- **Stated problem**: Rewrite these lines with every "water reflection" changed to "lake reflection" and everything else kept the same, and leave the pictures out of your answer.
>> begin Material for the task
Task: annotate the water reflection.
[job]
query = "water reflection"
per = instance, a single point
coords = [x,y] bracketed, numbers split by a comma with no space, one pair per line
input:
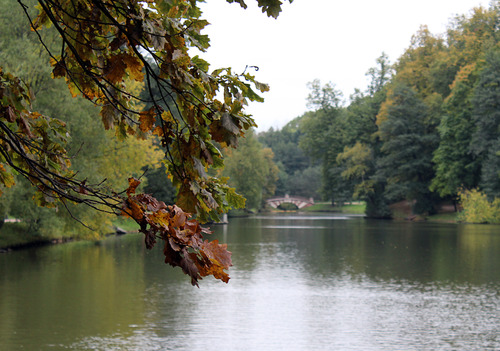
[298,283]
>> end Material for the task
- **Response to the exercise**:
Task: annotate the lake reflection.
[job]
query = "lake reflection"
per = instance, a single point
coords = [x,y] bracketed, numbers split by a comma with no space, one pair per line
input:
[298,283]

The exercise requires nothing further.